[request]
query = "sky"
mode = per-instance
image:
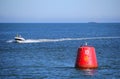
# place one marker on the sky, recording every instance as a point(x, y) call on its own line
point(59, 11)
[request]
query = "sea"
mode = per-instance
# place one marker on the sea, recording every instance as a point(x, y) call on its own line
point(50, 49)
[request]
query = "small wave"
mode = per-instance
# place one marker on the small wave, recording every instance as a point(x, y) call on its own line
point(61, 39)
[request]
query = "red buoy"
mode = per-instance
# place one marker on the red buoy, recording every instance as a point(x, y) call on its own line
point(86, 58)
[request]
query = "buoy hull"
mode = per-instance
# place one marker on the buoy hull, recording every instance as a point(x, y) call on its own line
point(86, 58)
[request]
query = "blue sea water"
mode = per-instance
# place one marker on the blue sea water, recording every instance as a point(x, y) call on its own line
point(50, 49)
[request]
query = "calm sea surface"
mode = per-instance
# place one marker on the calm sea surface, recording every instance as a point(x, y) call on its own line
point(49, 51)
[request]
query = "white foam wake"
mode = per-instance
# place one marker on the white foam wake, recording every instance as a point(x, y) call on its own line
point(61, 39)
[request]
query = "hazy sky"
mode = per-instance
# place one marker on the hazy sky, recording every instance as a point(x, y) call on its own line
point(59, 10)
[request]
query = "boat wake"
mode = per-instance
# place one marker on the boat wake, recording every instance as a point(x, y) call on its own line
point(61, 39)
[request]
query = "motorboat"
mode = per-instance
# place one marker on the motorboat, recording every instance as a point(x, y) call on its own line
point(19, 39)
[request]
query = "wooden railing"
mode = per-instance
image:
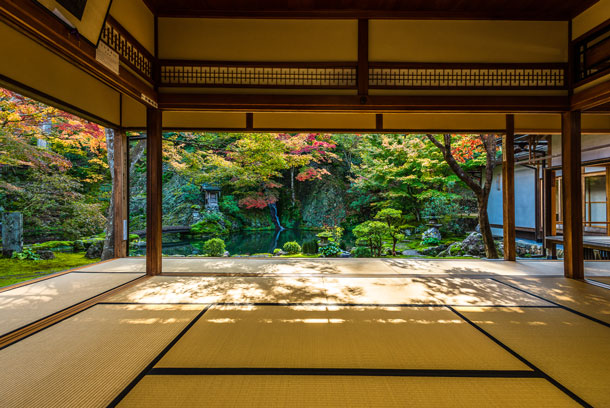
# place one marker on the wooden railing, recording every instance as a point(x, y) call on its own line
point(344, 75)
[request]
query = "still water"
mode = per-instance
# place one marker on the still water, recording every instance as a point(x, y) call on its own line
point(240, 243)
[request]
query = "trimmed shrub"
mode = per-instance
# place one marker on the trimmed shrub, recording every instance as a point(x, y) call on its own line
point(330, 250)
point(361, 252)
point(214, 247)
point(310, 247)
point(292, 247)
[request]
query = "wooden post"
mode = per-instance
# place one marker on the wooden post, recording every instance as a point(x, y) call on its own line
point(363, 57)
point(607, 200)
point(121, 236)
point(548, 218)
point(573, 263)
point(154, 173)
point(508, 189)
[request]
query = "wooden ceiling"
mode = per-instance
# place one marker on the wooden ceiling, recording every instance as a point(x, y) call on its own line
point(392, 9)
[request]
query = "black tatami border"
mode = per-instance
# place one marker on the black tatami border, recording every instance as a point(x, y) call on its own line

**How to complete this task**
Print all the records again exactly; do not include any picture.

**Task answer**
[request]
query = "sky"
mode = per-instance
image:
# place one marker on the sky, recording every instance as a point(x, y) call on its own line
point(59, 11)
[request]
query = "sea"
mode = per-instance
# place one marker on the sea, recording every instance as a point(x, y) call on its own line
point(50, 49)
[request]
query = "small wave"
mode = per-instance
# place one marker on the small wave, recording every instance as a point(x, y) call on its own line
point(61, 39)
[request]
query = "red buoy"
mode = per-instance
# place one marker on the red buoy, recording every instance as a point(x, y) call on its own line
point(86, 58)
[request]
query = "buoy hull"
mode = per-instance
# place one marker on the buoy hull, recording every instance as a point(x, y) call on its own line
point(86, 58)
[request]
query = "blue sea water"
mode = per-instance
# place one marker on the blue sea water, recording every instance as a point(x, y) call on its own line
point(50, 49)
[request]
query = "calm sea surface"
mode = per-instance
# place one marker on the calm sea surface, recording every instance as a point(x, y) call on its own line
point(49, 51)
[request]
query = "white foam wake"
mode = per-instance
# place one marker on the white foam wake, recording every instance as a point(x, y) call on its own line
point(61, 39)
[request]
query = "hazy sky"
mode = per-instance
# place one marker on the hazy sky, recording every instance as a point(x, y) call on its own line
point(59, 10)
[request]
query = "boat wake"
mode = per-instance
# place one marker on the boat wake, recording every instance as a point(x, y) call on its own line
point(61, 39)
[request]
query = "motorboat"
mode = per-instance
# place one marker on the motorboat, recording every instance as a point(x, y) call on its own line
point(19, 39)
[request]
query = "wooden railing"
mode = per-instance
image:
# place one marker on the wooden railing, recording every instance as a point(x, y) call on its own line
point(344, 75)
[request]
query = "still water"
mode = per-instance
# place one marker on the still water, recording every instance as a point(x, y) call on its own line
point(240, 243)
[request]
query = "trimmed shrub"
mode = per-instance
# place one marker on the trimmed shrub, recording every instance as a point(x, y) call on its own line
point(330, 250)
point(361, 252)
point(214, 247)
point(310, 247)
point(292, 247)
[request]
query = "wooden post"
mode = per-instance
# place one marker on the wooden post, recording every instance as a point(x, y) call on its own line
point(363, 57)
point(607, 200)
point(121, 236)
point(548, 218)
point(573, 263)
point(154, 173)
point(508, 189)
[request]
query = "wooden ceiling"
mode = per-instance
# place one marker on the wooden ceiling, recording every instance as a point(x, y) call on its own line
point(392, 9)
[request]
query = "black tatami border"
mode = per-instance
# place one marker on the black tatami border, recording every instance as a point(x, y) call on its own line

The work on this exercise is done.